▸ **Aufgaben**
1: Gib den Abschnitt aus dem Text über das AKW Fukushima wortgetreu wieder, beginnend bei „BERLIN dpa/taz |“ und endend bei „Kernkraftwerke beteiligt war.“.
2: Führe den Text über das AKW Fukushima im Anschluss an seinen letzten Satz fort.
==== Lesetext
Risiken waren anscheinend bekannt: Schrottreaktor im Erdbebengebiet

Das AKW Fukushima barg Konstruktionsmängel, wie ein am Bau beteiligter Ingenieur sagte. Offenbar warnte die IAEA bereits vor zwei Jahren die Regierung.

Das AKW Fukushima vor und nach der Katastrophe. Bild: dpa

BERLIN dpa/taz | Nach der offiziellen Version kam es zu dem Unglück in den Reaktoren im japanischen Fukushima, weil der Tsunami die Dieselgeneratoren für die Notkühlung außer Gefecht setzte: Höhere Gewalt also, sodass niemand damit rechnen konnte. Nach dem Erdbeben hätten sich die Kraftwerke dagegen korrekt abgeschaltet. Dieser Version widerspricht jetzt der japanische Ingenieur Masashi Goto, der bei Toshiba an der Konstruktion der nun zerstörten Kernkraftwerke beteiligt war.

Auf einer Pressekonferenz des atomkritischen Citizens Nuclear Information Center in Tokio wies Masashi darauf hin, dass bereits das Erdbeben die Reaktoren beschädigt habe. Ingenieure hätten schon lange auf die Probleme aufmerksam gemacht, Toshiba habe aus Kostengründen auf Verbesserung der Erdbebensicherheit verzichtet. Zudem gab es offenbar Konstruktionsmängel. Die Reaktoren wurden in den 60er-Jahren von General Electric entworfen. Alle vier Katastrophenblöcke basieren darauf.

Masashi größte Sorge ist ein Schaden an der Stahlverkleidung der Reaktoren. Sie sollte verhindern, dass große Mengen Radioaktivität frei werden. Explosionen könnten sie beschädigt haben, die wiederum auf Konstruktionsmängel zurückzuführen sein könnten. So hat das Beben in Block 2 möglicherweise zu dünn ausgelegte Rohre zerstört, die den Druck aus dem Reaktor hätten abführen sollen.
========
==== Vorliegendes Material
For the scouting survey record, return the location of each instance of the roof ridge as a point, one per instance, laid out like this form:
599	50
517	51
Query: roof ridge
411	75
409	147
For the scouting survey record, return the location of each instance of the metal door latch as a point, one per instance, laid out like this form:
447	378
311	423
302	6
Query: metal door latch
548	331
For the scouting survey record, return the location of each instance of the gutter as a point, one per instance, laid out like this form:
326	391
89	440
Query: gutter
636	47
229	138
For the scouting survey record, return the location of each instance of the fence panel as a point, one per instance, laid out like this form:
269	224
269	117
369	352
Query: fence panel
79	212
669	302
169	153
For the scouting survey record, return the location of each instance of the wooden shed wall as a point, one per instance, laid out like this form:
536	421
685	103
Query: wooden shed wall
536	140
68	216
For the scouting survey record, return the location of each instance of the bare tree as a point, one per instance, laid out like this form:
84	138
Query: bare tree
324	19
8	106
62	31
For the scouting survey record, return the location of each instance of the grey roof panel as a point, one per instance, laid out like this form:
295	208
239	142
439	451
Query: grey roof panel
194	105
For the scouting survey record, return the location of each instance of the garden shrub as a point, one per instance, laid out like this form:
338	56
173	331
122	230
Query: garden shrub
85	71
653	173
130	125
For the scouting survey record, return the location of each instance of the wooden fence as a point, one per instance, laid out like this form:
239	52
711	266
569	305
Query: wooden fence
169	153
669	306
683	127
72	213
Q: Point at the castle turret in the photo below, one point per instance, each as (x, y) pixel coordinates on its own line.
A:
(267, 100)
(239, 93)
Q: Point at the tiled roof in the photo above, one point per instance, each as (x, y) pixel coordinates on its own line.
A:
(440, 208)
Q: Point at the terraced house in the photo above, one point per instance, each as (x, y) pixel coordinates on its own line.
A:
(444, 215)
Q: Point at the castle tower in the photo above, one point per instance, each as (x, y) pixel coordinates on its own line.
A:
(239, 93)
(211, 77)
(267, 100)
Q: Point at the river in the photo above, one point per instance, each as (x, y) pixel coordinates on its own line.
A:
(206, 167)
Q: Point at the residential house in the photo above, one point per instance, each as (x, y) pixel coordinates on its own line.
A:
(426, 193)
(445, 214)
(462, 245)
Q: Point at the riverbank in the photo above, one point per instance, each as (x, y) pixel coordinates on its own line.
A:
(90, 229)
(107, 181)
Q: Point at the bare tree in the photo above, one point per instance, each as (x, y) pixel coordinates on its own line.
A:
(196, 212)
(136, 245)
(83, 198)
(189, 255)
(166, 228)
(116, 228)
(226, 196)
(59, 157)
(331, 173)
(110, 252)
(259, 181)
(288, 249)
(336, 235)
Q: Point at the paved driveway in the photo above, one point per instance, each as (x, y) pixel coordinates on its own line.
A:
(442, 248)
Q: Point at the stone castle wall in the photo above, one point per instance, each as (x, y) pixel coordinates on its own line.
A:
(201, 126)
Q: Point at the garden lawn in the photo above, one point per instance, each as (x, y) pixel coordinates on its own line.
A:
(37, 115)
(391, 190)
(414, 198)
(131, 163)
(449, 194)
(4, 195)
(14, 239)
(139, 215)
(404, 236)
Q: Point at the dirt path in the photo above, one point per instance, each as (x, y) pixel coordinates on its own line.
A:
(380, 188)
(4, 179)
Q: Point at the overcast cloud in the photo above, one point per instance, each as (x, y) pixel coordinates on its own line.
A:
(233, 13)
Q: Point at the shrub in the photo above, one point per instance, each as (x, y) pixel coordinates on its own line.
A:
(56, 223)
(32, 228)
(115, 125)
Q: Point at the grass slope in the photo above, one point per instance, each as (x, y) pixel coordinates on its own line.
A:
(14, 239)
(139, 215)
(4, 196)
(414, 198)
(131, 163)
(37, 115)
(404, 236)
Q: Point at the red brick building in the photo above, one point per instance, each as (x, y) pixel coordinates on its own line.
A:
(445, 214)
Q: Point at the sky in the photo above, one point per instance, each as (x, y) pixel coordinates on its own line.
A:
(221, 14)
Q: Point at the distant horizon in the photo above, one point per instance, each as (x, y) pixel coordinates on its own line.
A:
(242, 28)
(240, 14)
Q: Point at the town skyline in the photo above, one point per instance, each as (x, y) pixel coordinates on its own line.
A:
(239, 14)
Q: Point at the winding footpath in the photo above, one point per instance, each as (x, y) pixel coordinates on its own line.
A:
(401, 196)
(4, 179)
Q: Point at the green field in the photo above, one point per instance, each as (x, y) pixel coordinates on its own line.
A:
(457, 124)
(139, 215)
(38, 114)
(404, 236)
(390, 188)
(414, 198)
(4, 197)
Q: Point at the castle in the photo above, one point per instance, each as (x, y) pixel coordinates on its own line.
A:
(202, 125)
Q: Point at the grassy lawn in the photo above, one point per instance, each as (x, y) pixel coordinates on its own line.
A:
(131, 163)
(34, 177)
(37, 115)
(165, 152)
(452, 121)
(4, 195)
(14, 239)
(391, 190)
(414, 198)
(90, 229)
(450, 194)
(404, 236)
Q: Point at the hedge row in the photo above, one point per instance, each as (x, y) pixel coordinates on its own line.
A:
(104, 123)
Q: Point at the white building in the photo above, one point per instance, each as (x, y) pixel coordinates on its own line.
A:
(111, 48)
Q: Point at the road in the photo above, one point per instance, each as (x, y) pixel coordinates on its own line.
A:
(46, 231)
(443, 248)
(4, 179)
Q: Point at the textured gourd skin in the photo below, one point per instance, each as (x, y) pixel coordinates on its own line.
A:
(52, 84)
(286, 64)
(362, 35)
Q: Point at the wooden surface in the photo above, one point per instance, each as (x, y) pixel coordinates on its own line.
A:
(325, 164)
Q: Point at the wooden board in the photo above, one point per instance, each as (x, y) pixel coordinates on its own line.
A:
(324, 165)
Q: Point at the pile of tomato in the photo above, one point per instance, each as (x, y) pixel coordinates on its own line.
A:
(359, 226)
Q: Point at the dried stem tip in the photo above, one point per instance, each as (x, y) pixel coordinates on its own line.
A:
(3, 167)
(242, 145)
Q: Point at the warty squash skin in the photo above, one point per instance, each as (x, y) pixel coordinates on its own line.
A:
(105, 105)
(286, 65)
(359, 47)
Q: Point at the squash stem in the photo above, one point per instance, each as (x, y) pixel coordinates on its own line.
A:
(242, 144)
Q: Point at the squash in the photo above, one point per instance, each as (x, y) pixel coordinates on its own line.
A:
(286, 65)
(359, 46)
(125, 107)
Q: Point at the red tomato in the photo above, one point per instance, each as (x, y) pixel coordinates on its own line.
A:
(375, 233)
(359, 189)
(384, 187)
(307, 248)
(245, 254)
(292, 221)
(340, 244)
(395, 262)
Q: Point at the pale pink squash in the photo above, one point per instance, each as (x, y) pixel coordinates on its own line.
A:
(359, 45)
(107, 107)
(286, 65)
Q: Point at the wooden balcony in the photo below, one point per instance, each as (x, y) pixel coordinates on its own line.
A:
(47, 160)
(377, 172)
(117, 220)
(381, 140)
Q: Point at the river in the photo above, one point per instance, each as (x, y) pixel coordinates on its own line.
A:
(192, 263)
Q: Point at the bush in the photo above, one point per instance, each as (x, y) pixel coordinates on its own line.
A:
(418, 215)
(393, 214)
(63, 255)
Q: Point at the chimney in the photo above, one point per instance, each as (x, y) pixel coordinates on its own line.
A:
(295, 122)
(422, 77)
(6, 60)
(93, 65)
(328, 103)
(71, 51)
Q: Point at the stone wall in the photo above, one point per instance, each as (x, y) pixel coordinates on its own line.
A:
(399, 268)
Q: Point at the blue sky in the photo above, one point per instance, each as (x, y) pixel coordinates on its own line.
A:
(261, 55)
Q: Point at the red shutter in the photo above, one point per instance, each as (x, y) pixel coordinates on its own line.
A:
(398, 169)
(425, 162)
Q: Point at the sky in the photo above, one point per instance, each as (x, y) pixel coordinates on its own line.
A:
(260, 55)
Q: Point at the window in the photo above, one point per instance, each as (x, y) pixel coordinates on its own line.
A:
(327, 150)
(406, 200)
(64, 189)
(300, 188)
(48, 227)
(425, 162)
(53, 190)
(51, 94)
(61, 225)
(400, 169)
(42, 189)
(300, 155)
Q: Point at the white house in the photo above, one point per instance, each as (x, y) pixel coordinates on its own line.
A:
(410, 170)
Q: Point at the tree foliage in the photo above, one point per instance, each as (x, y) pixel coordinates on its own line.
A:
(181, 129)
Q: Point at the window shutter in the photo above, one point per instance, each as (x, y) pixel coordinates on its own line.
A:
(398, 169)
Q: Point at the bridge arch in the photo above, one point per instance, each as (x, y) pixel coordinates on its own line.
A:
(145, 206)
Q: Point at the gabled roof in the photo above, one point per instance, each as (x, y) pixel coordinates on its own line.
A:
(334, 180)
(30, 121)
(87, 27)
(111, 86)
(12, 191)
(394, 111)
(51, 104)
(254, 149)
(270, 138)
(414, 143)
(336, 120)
========
▸ **Lösungen**
1:
BERLIN dpa/taz | Nach der offiziellen Version kam es zu dem Unglück in den Reaktoren im japanischen Fukushima, weil der Tsunami die Dieselgeneratoren für die Notkühlung außer Gefecht setzte: Höhere Gewalt also, sodass niemand damit rechnen konnte. Nach dem Erdbeben hätten sich die Kraftwerke dagegen korrekt abgeschaltet. Dieser Version widerspricht jetzt der japanische Ingenieur Masashi Goto, der bei Toshiba an der Konstruktion der nun zerstörten Kernkraftwerke beteiligt war.

2:
In Block 4 schwappte während des Bebens wahrscheinlich ein Tank mit Kühlwasser über den Reaktor. Durch die Verpuffung könnte später ein Feuer ausgebrochen sein, sagt Masashi. An der von ihm angegebenen Stelle hat sich tatsächlich aus Kühlwasser explosiver Wasserstoff abgespalten. Außerdem sei Reaktor 4, der mit einer Mischung aus Plutonium und Uran befeuert wurde, nicht für diesen Brennstoff ausgelegt.

Auch die New York Times berichtete von Mängeln an dem Reaktor. Demnach gab es bereits 1972 Warnungen, der Schutzmantel um den Reaktor könnte explodieren, wenn die Brennstäbe überhitzen. Eigentlich sollte ebenjener innere Schutzmantel selbst im Fall einer Kernschmelze dicht halten. In den USA sind 16 Mark-I-Reaktoren in Betrieb.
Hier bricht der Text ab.